* EXERCISE DIRECTIONS:
Nothing in the records may change when you print them out again.

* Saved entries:
◇ ◇ ◇ ◇ ◇ ◇ ◇
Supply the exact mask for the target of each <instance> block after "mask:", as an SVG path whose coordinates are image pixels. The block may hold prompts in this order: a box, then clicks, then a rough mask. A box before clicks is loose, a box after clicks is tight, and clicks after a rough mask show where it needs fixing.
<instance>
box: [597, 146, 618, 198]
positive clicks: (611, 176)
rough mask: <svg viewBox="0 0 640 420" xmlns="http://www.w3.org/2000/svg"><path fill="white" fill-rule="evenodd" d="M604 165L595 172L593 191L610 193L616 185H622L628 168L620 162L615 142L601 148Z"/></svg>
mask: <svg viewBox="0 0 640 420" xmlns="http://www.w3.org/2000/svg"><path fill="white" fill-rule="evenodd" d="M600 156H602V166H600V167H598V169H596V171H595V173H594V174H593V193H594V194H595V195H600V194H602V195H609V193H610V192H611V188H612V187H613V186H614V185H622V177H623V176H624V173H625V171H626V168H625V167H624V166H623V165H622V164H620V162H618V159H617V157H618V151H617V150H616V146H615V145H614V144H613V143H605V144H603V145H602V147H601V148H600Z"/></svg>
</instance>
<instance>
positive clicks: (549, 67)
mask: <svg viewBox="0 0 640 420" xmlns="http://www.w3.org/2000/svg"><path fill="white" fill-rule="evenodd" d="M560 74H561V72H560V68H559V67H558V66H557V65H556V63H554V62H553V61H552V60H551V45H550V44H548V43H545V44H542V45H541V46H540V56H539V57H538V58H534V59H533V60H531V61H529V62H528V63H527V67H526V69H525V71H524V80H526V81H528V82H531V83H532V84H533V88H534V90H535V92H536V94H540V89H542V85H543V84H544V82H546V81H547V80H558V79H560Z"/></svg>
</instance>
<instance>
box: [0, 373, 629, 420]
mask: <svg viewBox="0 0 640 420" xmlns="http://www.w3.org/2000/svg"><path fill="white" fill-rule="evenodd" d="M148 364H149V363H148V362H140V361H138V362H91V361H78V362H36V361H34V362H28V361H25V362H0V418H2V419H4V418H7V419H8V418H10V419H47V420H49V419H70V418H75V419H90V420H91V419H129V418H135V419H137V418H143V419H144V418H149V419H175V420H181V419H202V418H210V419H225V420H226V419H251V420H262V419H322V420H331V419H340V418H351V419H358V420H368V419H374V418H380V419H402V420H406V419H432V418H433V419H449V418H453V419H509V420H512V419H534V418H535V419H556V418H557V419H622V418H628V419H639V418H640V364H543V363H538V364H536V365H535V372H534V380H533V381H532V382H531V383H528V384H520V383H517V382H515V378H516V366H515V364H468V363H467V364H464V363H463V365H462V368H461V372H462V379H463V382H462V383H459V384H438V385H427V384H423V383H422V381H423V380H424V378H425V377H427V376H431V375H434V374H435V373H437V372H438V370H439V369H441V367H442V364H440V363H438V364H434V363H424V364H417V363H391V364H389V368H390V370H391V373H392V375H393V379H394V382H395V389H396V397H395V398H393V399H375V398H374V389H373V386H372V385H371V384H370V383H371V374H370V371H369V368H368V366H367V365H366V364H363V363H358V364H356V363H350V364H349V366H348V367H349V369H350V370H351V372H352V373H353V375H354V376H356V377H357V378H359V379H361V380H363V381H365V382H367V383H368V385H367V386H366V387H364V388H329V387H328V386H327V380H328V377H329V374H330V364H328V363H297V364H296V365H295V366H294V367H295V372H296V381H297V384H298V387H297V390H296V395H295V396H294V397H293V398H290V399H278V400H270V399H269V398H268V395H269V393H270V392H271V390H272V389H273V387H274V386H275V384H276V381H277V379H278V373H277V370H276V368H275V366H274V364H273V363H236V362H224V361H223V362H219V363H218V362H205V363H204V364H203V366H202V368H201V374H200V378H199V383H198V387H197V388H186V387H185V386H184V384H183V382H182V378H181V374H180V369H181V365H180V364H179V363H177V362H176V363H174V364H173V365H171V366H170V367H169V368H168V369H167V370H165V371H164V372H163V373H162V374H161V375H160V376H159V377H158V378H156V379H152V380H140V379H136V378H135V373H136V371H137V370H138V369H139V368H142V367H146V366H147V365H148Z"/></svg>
◇ ◇ ◇ ◇ ◇ ◇ ◇
* WRITTEN ANSWER:
Supply the exact mask for the target of each <instance> block after "mask:", as an SVG path whose coordinates are image pixels. The block may hold prompts in this order: a box, then clicks, then a rough mask. A box before clicks is loose, a box after clicks is tight, and clicks after a rough mask show where it needs fixing.
<instance>
box: [597, 146, 618, 198]
positive clicks: (611, 176)
rough mask: <svg viewBox="0 0 640 420" xmlns="http://www.w3.org/2000/svg"><path fill="white" fill-rule="evenodd" d="M604 165L595 172L593 191L610 193L616 185H622L628 168L620 162L615 142L601 148Z"/></svg>
mask: <svg viewBox="0 0 640 420" xmlns="http://www.w3.org/2000/svg"><path fill="white" fill-rule="evenodd" d="M600 156H602V166H600V167H598V169H596V171H595V173H594V174H593V193H594V194H595V195H600V194H602V195H609V193H610V192H611V188H612V187H613V186H614V185H622V177H623V176H624V173H625V171H626V168H625V167H624V166H623V165H622V164H620V162H618V159H617V157H618V151H617V150H616V146H615V145H614V144H613V143H605V144H603V145H602V147H601V148H600Z"/></svg>
</instance>
<instance>
positive clicks: (549, 67)
mask: <svg viewBox="0 0 640 420" xmlns="http://www.w3.org/2000/svg"><path fill="white" fill-rule="evenodd" d="M560 74H561V72H560V68H559V67H558V66H557V65H556V63H554V62H553V61H552V60H551V45H550V44H548V43H545V44H542V45H541V46H540V56H539V57H538V58H534V59H533V60H531V61H529V62H528V63H527V67H526V69H525V71H524V80H526V81H528V82H531V83H532V84H533V88H534V90H535V92H536V94H540V89H542V85H543V84H544V82H546V81H547V80H558V79H560Z"/></svg>
</instance>
<instance>
box: [0, 373, 629, 420]
mask: <svg viewBox="0 0 640 420" xmlns="http://www.w3.org/2000/svg"><path fill="white" fill-rule="evenodd" d="M148 364H149V363H148V362H140V361H138V362H91V361H78V362H36V361H34V362H28V361H25V362H0V418H2V419H4V418H7V419H8V418H10V419H47V420H49V419H70V418H75V419H90V420H91V419H129V418H135V419H137V418H143V419H144V418H149V419H175V420H181V419H202V418H210V419H225V420H226V419H251V420H262V419H322V420H331V419H340V418H351V419H358V420H368V419H374V418H380V419H402V420H406V419H432V418H433V419H449V418H453V419H509V420H512V419H534V418H535V419H556V418H557V419H622V418H628V419H639V418H640V364H543V363H538V364H536V365H535V372H534V380H533V381H532V382H531V383H528V384H520V383H517V382H515V378H516V366H515V364H468V363H467V364H464V363H463V365H462V368H461V372H462V379H463V382H462V383H459V384H438V385H427V384H423V383H422V381H423V380H424V378H425V377H427V376H431V375H434V374H435V373H437V372H438V370H439V369H441V367H442V364H440V363H438V364H434V363H424V364H417V363H391V364H389V368H390V370H391V373H392V375H393V379H394V382H395V389H396V397H395V398H393V399H375V398H374V389H373V386H372V385H371V384H370V383H371V374H370V371H369V368H368V366H367V365H366V364H363V363H358V364H356V363H350V364H349V366H348V367H349V369H350V370H351V372H352V373H353V375H354V376H356V377H357V378H359V379H361V380H363V381H365V382H367V383H368V385H367V386H366V387H364V388H329V387H328V386H327V380H328V377H329V374H330V364H328V363H297V364H296V365H295V366H294V367H295V372H296V381H297V384H298V387H297V390H296V395H295V396H294V397H293V398H290V399H278V400H270V399H269V398H268V395H269V393H270V392H271V390H272V389H273V387H274V386H275V384H276V381H277V379H278V373H277V370H276V368H275V366H274V364H273V363H236V362H224V361H223V362H219V363H218V362H205V363H204V364H203V366H202V368H201V374H200V378H199V383H198V387H197V388H186V387H185V386H184V384H183V382H182V378H181V374H180V369H181V365H180V364H179V363H177V362H176V363H174V364H173V365H171V366H170V367H169V368H168V369H167V370H165V371H164V372H163V373H162V374H161V375H160V376H159V377H158V378H156V379H152V380H140V379H136V378H135V373H136V371H137V370H138V369H139V368H142V367H146V366H147V365H148Z"/></svg>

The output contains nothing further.